WORK TASK ▸ From the entries below, reproduce exactly the line containing "rough mask: <svg", the line containing "positive clicks: (1138, 542) (1260, 549)", and every line in between, with nothing added.

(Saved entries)
== Segment start ==
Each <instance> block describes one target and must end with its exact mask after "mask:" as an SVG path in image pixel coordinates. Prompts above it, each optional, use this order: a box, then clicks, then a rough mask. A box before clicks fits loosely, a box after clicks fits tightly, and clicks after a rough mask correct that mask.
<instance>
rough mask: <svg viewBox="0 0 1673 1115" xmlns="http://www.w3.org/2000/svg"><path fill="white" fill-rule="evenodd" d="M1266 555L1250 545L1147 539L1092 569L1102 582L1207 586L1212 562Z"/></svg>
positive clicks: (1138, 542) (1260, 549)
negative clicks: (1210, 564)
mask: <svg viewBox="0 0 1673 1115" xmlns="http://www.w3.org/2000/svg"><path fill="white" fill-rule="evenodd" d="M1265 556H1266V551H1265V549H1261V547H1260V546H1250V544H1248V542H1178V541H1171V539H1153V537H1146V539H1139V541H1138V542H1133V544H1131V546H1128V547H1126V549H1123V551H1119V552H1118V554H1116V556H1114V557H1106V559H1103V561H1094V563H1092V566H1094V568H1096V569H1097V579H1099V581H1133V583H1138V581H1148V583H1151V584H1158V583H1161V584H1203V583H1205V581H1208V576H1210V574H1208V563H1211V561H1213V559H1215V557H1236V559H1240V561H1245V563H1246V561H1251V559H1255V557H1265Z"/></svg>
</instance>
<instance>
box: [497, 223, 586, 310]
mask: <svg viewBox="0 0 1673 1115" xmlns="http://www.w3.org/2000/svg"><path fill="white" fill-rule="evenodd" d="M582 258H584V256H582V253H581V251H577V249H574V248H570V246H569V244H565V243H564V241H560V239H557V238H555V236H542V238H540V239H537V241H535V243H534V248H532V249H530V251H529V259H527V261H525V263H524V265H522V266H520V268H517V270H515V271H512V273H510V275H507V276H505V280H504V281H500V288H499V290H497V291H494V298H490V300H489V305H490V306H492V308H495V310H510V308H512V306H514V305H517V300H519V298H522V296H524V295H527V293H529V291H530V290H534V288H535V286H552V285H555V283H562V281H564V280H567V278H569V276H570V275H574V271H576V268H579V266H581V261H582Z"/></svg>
== Segment end ==
SOLUTION FOR THIS PROBLEM ▸
rough mask: <svg viewBox="0 0 1673 1115" xmlns="http://www.w3.org/2000/svg"><path fill="white" fill-rule="evenodd" d="M1266 555L1250 545L1147 539L1092 569L1102 582L1207 586L1212 562Z"/></svg>
positive clicks: (1138, 542) (1260, 549)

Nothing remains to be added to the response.